## WORK INSTRUCTIONS
Copy every line of the material below word for word, without changing anything.

## DATASET RECORDS
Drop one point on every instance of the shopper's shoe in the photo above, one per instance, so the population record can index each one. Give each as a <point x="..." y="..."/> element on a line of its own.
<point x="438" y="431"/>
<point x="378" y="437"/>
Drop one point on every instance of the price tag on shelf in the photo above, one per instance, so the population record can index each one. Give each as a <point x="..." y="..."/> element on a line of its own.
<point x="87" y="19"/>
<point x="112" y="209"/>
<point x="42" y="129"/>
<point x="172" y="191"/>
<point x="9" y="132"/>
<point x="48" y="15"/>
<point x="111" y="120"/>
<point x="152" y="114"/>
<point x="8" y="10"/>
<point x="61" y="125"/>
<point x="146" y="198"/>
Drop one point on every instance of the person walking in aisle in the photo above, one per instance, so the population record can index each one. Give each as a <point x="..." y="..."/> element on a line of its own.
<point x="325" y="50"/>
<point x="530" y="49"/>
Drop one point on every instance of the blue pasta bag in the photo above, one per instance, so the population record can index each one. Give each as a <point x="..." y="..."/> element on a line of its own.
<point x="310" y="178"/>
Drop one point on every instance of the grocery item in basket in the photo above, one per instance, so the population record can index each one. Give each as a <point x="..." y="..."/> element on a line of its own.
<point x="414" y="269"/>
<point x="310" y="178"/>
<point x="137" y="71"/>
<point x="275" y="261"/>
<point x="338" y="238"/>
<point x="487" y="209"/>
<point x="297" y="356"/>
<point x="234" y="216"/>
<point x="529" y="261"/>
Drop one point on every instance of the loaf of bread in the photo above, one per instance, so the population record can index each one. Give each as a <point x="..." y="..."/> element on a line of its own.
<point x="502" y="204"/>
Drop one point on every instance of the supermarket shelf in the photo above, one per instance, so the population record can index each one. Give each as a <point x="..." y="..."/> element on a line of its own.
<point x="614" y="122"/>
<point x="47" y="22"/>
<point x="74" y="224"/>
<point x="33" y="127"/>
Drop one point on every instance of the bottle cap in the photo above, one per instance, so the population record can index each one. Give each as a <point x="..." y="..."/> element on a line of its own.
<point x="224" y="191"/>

## EXERCISE ANSWER
Drop one point on every instance of the shopper's shoe in the photo above, one per instance, so the population record can index each one. Give each as a <point x="..." y="..."/> element on a line of its own.
<point x="438" y="431"/>
<point x="378" y="437"/>
Drop one point on every instance of the price tag on shelf in the photo above, one per instance, so the population record can index each one. Give each as a <point x="..." y="..."/> element on a line of its own.
<point x="87" y="19"/>
<point x="112" y="209"/>
<point x="42" y="129"/>
<point x="172" y="191"/>
<point x="9" y="132"/>
<point x="48" y="15"/>
<point x="111" y="120"/>
<point x="152" y="114"/>
<point x="8" y="10"/>
<point x="61" y="125"/>
<point x="146" y="198"/>
Drop one point on every instance of the person walking in aisle in the photo above, one per instance, so the population record can index each one. Give each as a <point x="..." y="..."/> element on a line of its own.
<point x="325" y="50"/>
<point x="530" y="49"/>
Drop one point on every instance of the blue pasta bag in the photo above, one per instance, so the population record can index each one. Give each as a <point x="..." y="..."/> element on a line of its own.
<point x="310" y="178"/>
Drop one point on every instance of the grocery item in basket in the photo above, one per instance, so the population record can index each one. Give each as a <point x="..." y="..."/> element on a line of its own.
<point x="414" y="269"/>
<point x="310" y="178"/>
<point x="137" y="71"/>
<point x="275" y="261"/>
<point x="338" y="238"/>
<point x="487" y="209"/>
<point x="297" y="356"/>
<point x="234" y="216"/>
<point x="529" y="261"/>
Drop one point on every instance of the loaf of bread in the photo above, one per instance, so the population record can index each one. Give each as a <point x="..." y="..."/> element on a line of its own.
<point x="502" y="204"/>
Drop one point on every instance of the supermarket shelf in the photo above, one per instance, so the population record can index each one. Give each as a <point x="..." y="..."/> element on a line of its own.
<point x="614" y="122"/>
<point x="47" y="22"/>
<point x="74" y="224"/>
<point x="33" y="127"/>
Drop one point on every instance of the bottle cap in the photo above, one per instance, so the population record can index each one. Give each as a <point x="..." y="..."/> element on a line of its own.
<point x="224" y="191"/>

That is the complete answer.